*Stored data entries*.
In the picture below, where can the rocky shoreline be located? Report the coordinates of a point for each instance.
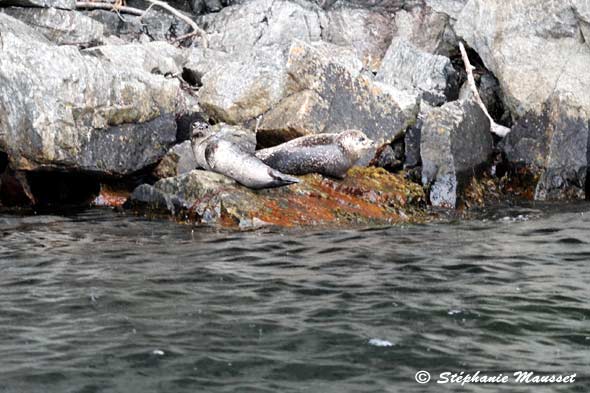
(97, 104)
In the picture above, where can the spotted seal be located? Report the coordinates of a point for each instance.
(328, 154)
(216, 154)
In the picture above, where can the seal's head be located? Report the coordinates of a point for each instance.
(355, 143)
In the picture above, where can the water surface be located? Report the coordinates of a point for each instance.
(100, 302)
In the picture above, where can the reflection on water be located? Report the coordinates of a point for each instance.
(105, 303)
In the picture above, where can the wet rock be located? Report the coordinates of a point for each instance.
(57, 188)
(263, 23)
(148, 198)
(130, 30)
(535, 50)
(455, 142)
(366, 196)
(407, 67)
(15, 189)
(62, 109)
(553, 148)
(367, 32)
(62, 4)
(60, 26)
(427, 30)
(323, 97)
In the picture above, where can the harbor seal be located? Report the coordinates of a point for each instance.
(327, 154)
(215, 154)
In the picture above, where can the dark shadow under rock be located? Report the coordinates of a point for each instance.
(455, 143)
(553, 147)
(58, 189)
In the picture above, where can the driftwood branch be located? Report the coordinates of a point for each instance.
(494, 127)
(135, 11)
(184, 18)
(89, 5)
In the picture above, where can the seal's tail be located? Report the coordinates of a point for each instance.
(280, 179)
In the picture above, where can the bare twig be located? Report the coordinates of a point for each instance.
(185, 36)
(135, 11)
(184, 18)
(494, 127)
(89, 5)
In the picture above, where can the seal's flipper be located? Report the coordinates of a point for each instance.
(280, 179)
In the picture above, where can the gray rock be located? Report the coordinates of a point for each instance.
(62, 4)
(323, 97)
(163, 26)
(537, 51)
(60, 26)
(179, 160)
(62, 109)
(406, 67)
(157, 57)
(367, 32)
(344, 56)
(242, 89)
(533, 48)
(427, 30)
(452, 8)
(130, 30)
(263, 23)
(148, 197)
(455, 141)
(412, 138)
(200, 61)
(553, 147)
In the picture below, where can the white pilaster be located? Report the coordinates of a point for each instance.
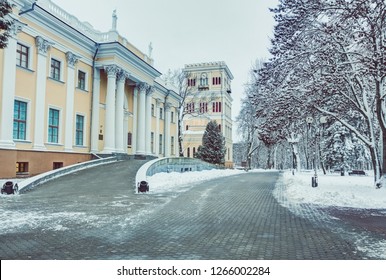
(109, 138)
(135, 118)
(70, 96)
(95, 113)
(42, 47)
(156, 136)
(149, 93)
(8, 89)
(167, 129)
(119, 113)
(141, 132)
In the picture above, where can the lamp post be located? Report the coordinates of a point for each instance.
(322, 121)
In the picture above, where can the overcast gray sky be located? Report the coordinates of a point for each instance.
(183, 32)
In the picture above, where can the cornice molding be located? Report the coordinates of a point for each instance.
(42, 45)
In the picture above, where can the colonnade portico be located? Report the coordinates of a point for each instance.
(115, 140)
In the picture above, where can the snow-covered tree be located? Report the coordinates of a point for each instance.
(329, 59)
(179, 79)
(213, 148)
(5, 22)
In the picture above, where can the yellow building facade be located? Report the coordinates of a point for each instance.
(69, 92)
(208, 99)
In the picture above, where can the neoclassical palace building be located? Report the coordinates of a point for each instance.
(209, 99)
(68, 92)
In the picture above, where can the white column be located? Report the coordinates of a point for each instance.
(156, 136)
(70, 96)
(167, 130)
(135, 118)
(119, 113)
(109, 137)
(40, 107)
(141, 132)
(149, 93)
(95, 113)
(8, 89)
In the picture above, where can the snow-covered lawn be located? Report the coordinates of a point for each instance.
(334, 190)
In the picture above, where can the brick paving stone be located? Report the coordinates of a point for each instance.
(94, 214)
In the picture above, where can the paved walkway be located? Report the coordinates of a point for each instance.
(94, 214)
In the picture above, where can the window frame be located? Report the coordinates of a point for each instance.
(85, 80)
(53, 126)
(20, 54)
(56, 70)
(80, 131)
(20, 121)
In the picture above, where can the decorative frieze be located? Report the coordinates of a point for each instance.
(122, 75)
(112, 70)
(42, 45)
(150, 90)
(72, 59)
(142, 87)
(16, 27)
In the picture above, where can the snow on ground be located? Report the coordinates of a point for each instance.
(334, 190)
(177, 182)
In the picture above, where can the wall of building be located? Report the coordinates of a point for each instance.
(75, 49)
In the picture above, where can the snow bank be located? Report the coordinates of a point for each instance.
(334, 190)
(178, 182)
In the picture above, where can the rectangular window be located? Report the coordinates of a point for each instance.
(152, 142)
(81, 80)
(203, 107)
(216, 107)
(57, 165)
(55, 69)
(53, 126)
(129, 138)
(160, 144)
(22, 53)
(216, 81)
(21, 167)
(172, 145)
(79, 130)
(190, 107)
(191, 82)
(20, 120)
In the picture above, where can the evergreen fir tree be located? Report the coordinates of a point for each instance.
(213, 148)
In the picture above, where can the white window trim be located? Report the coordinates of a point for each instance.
(60, 143)
(84, 130)
(61, 68)
(86, 79)
(31, 51)
(28, 121)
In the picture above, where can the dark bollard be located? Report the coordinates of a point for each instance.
(314, 182)
(9, 188)
(143, 186)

*Goal of the exercise*. Every line of the data is to be transcribed exactly, and no picture is to be included.

*Answer to the exercise*.
In the picture below, where can the rocky shoreline be located? Report the coordinates of a point for each instance.
(97, 104)
In the picture above, where can the spotted seal be located? Report the coordinates of a point for each instance.
(328, 154)
(216, 154)
In the picture above, where can the seal's head be located? Report the coordinates of a point for each instance.
(355, 143)
In the picture above, where can the water surface be located? Report the coordinates of a point for each instance.
(100, 302)
In the picture above, where can the reflection on water be located? Report the coordinates of a point for each instance.
(105, 303)
In the picture above, where can the wet rock be located? Report the coordinates of a point for each instance.
(57, 188)
(263, 23)
(148, 198)
(130, 30)
(535, 50)
(455, 142)
(366, 196)
(407, 67)
(15, 189)
(62, 109)
(553, 148)
(367, 32)
(62, 4)
(60, 26)
(427, 30)
(323, 97)
In the picture above, where can the harbor seal be located? Report the coordinates of a point for each instance.
(327, 154)
(215, 154)
In the picture above, where can the dark shadow under rock be located? Report the coordinates of a point for each instance.
(455, 143)
(553, 147)
(58, 189)
In the picture above, where can the driftwood branch be located? Report the coordinates of a point for each instance.
(494, 127)
(135, 11)
(184, 18)
(89, 5)
In the picture above, where can the seal's tail be located? Report the coordinates of a point for each instance.
(280, 179)
In the picture above, where can the bare twig be located? Report the coordinates of a point for each instance.
(185, 36)
(135, 11)
(184, 18)
(494, 127)
(89, 5)
In the picture above, where can the seal's flipper be located? Report the coordinates of a point for each instance.
(280, 179)
In the picture above, where can the gray rock be located? Report the coordinates of a point for each instance.
(62, 4)
(323, 97)
(163, 26)
(537, 51)
(60, 26)
(179, 160)
(62, 109)
(406, 67)
(157, 57)
(367, 32)
(344, 56)
(242, 89)
(533, 48)
(427, 30)
(452, 8)
(130, 30)
(263, 23)
(148, 197)
(455, 141)
(412, 138)
(200, 61)
(553, 147)
In the picture below, where can the white pilaster be located? Report the coordinates of a point for each instance.
(109, 138)
(135, 118)
(70, 96)
(95, 113)
(42, 47)
(156, 136)
(149, 93)
(8, 89)
(167, 129)
(119, 113)
(141, 132)
In the picture above, where can the lamp post be located? Report the coordinates of a point for each instance.
(322, 121)
In the picture above, where can the overcast gray sky be located? Report the coordinates of a point for each instance.
(183, 32)
In the picture above, where can the cornice molding be located? Report the coordinates of a point for each instance.
(42, 45)
In the picture above, where can the colonnade portico be located? Report the coordinates of a point for each instance.
(115, 140)
In the picture above, where can the snow-covered tree be located? Report the coordinates of a point for each instance.
(329, 59)
(179, 79)
(213, 148)
(5, 22)
In the picture above, where can the yellow building facade be located? Report the coordinates of a point for each instance.
(69, 92)
(208, 99)
In the picture above, where can the neoclassical palace building be located? Report the coordinates of a point for each instance.
(209, 99)
(68, 92)
In the picture above, where can the white column be located? Report the coordinates of a point for each instance.
(156, 136)
(70, 96)
(167, 130)
(135, 118)
(119, 113)
(109, 137)
(40, 107)
(141, 132)
(149, 93)
(95, 113)
(8, 89)
In the picture above, where can the snow-covered lawn be located? Report the coordinates of a point for each instance.
(334, 190)
In the picture above, where can the brick paving stone be located? Report the coordinates of a point for each instance.
(94, 214)
In the picture above, where can the paved walkway be located? Report the coordinates of a point for each instance.
(94, 214)
In the picture above, where can the window frame be located? Report the coordinates of a point for each instance.
(85, 80)
(53, 126)
(20, 54)
(56, 70)
(80, 131)
(20, 121)
In the picture above, where can the decorative frieze be located? Report the coordinates of a point for each instance.
(122, 75)
(112, 70)
(42, 45)
(150, 90)
(72, 59)
(142, 87)
(16, 27)
In the picture above, where can the snow on ground be located? Report the coordinates of a point for each instance.
(334, 190)
(177, 182)
In the picture above, where can the wall of building be located? Report the coordinates of a point for each instance.
(75, 49)
In the picture above, where can the snow bank be located? Report the coordinates of a point for each instance.
(334, 190)
(178, 182)
In the picture above, where can the rectangular window be located? Report the coordinates of a point for each instance.
(152, 142)
(81, 80)
(203, 107)
(216, 107)
(57, 165)
(55, 69)
(53, 126)
(129, 138)
(160, 144)
(22, 53)
(216, 81)
(21, 167)
(172, 145)
(79, 130)
(190, 107)
(191, 82)
(20, 120)
In the picture above, where can the evergreen fir tree be located? Report the coordinates of a point for each instance.
(213, 148)
In the picture above, where can the white window trim be located? Report the coordinates of a point for each instance.
(60, 143)
(84, 130)
(61, 68)
(86, 79)
(31, 51)
(28, 121)
In the picture above, where can the dark bollard be located? Report the coordinates of a point for each instance.
(314, 182)
(9, 188)
(143, 186)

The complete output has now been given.